_TASK TO CARRY OUT:_ Carry on the post about keeping an Ontario real estate license without joining organized real estate, starting right after its last sentence.
>> start TEXT PASSAGE
Sorry this is so long but to properly explain it all it takes some time. Skip it if you are planning to be a part of organized real estate by joining your local real estate board such as TREB (which means you have to join OREA/CREA too).

I can't put this in the first post as it has reached its maximum length. For those of you who want to get your licence but not join organized real estate (ie TREB/OREA/CREA) and not pay their fees, read on. You can do this after the pre-registration part when you get your initial licence or after you renew it after completing the entire course (having been a member of TREB/OREA/CREA during your articling segment, or not). This post also dispels more misinformation I have heard about not being part of organized real estate and took me quite a while to figure out with many calls to different brokerage agencies because of some of the misinformation posted even on some of their own websites (which at least one said they are now going to correct as a result of my phone call!).

RECO issues your licence, renews it and provides the E&O insurance. No one else. As long as you keep it active you can transact real estate in Ontario under the legislation (REBBA 2002). Organized real estate like OREA & CREA and local real estate boards like TREB have nothing to do with the licensing process but merely provide services like MLS. Some people who want to stop paying the extra fees for organized real estate but keep their license. They do what the industry calls 'parking' their license. This is not a term recognized by RECO but everyone uses it and it means that you are registering as an agent with a brokerage firm that is not a part of organized real estate. Most of these firms exist only for the purposes of allowing you to keep your licence, which will cost you about $600 annually (renewal fee with RECO every 2 years and then annual E&O insurance fee) and then $99 or more to the brokerage for the parking service. Most of these brokerages which allow you park (also called 'warehouse') your license do not allow you to transact real estate under the brokerage firm simply because they don't allow you to. They could but they are not set up for that. They are only set up simply for parking your license and yes this is totally legal under RECO rules. There are a lot of extra costs, supervision, etc that is required if the brokerage was to let you transact real estate under their banner and that's not their business plan. They only allow you to park your license. Some of them are just brokers working out of their home office with a website and nothing else. You can still make commissions though by referring clients to other agencies and these brokerages you park your license with allow you to and encourage it because they take a cut of the referral fee. When you refer a client to another brokerage (using a 'referral agreement') then that brokerage handles the entire deal. They just agree to pay you a cut of the commission, which is usually 25-50% (likely only the latter if it's a friend of yours or you send a lot of business their way). Then the brokerage where you parked your license takes a cut of the referral fee and gives you the rest. You actually do nothing except supply the client and then hope they close a deal.

Not every licensed agent joins TREB (or their local board)/OREA/CREA but most do as it is not mandatory to join them to transact real estate in Ontario under the legislation. RECO gives you your license and your E&O insurance, not those organizations. If you don't join organized real estate how does that limit you? I can think of 5 things, most of which can easily be done without being a member and which mostly relate to the sale of a property not the purchase, which is the subject of this thread. Probably the biggest is the fact you cannot access the private MLS® that real estate agents only have access to (using a User ID, password and authentication key provided by a key fob - for TREB it is http://www.torontomls.net/Login.asp)
>> end TEXT PASSAGE
>> start EXCERPTED DATA
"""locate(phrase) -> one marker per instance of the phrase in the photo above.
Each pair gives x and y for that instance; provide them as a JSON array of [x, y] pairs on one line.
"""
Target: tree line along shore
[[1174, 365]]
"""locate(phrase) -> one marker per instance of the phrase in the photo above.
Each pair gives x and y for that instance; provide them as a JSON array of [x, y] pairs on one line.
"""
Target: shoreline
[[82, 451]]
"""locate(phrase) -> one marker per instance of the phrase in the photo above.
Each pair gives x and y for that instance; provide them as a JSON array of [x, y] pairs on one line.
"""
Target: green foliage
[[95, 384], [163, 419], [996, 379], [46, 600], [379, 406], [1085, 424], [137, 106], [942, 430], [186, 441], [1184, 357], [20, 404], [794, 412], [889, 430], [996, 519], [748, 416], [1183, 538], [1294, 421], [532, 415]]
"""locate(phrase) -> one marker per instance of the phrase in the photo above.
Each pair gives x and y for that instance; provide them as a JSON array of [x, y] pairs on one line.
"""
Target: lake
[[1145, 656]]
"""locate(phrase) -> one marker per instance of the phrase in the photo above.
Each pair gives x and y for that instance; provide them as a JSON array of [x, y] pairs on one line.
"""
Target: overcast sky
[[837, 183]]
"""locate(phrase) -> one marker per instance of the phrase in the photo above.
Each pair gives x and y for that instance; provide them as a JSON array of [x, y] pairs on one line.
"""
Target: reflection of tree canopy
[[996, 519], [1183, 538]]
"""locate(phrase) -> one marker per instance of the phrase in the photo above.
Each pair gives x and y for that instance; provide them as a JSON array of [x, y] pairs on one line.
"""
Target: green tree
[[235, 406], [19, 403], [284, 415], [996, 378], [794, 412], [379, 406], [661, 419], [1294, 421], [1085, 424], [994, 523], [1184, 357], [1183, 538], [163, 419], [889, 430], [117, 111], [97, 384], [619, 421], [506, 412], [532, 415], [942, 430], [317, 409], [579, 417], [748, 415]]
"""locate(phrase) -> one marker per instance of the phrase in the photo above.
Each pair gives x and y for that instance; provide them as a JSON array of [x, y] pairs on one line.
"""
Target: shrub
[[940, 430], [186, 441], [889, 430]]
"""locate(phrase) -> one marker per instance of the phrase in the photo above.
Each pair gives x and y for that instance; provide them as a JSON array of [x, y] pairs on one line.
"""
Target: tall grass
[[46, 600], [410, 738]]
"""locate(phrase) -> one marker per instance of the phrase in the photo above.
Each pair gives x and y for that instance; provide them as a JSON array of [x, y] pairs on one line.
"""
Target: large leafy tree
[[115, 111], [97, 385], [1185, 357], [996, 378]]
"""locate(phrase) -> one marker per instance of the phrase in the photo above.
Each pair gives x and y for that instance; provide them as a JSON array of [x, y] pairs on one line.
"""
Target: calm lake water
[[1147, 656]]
>> end EXCERPTED DATA
_TASK OUTPUT:_
1) You must use a 'referral agreement' to list a home. This is an agreement with the brokerage that you refer your client to (who is either buying or selling) and it states the % of the commission they make that they will give back to you for referring the client. They do all the work. This adds a step and usually results in you not getting 100% of the commission but rather 25-50% (but there are brokerages that do facilitate 100% referral commission by having 2 offices, one non-TREB and one TREB affiliated and allowing you to refer a client to their other office, ie of the same brokerage firm you are registered with, and get all the commission - you do all the work in this case);
2) You cannot view the % commission paid to the buyer's agent online but you can just call the listing brokerage to find out. However, the buyer's agent commission should not sway you if you are ethical as you should be representing the best interests of your client not your own in trying to make sure you get a good commission. ;
3) You cannot run comparable sales reports,, but those are obtainable free from any agent that is a member;
4) You cannot put the MLS® and Realtor® logo/trademarks on your business card, lawn sign and marketing material. Why? Because CREA own has exclusive ownership and a proprietary interest, respectively, in those trademarks.
5) You cannot sit at home or at the brokerage office (or anywhere else in the world you have internet access) and browse the private MLS® and view the extra information provided there (noted above) alone but nothing stops you from sitting beside an agent who has the access and looking at the information posted there for listings with them. Also, the public MLS® (www.realtor.ca) scrapes the same information from the private MLS® daily anyway (except for the commission rate) and you can run searches for properties there.

If anyone knows any other things you can do let me know and I will add them.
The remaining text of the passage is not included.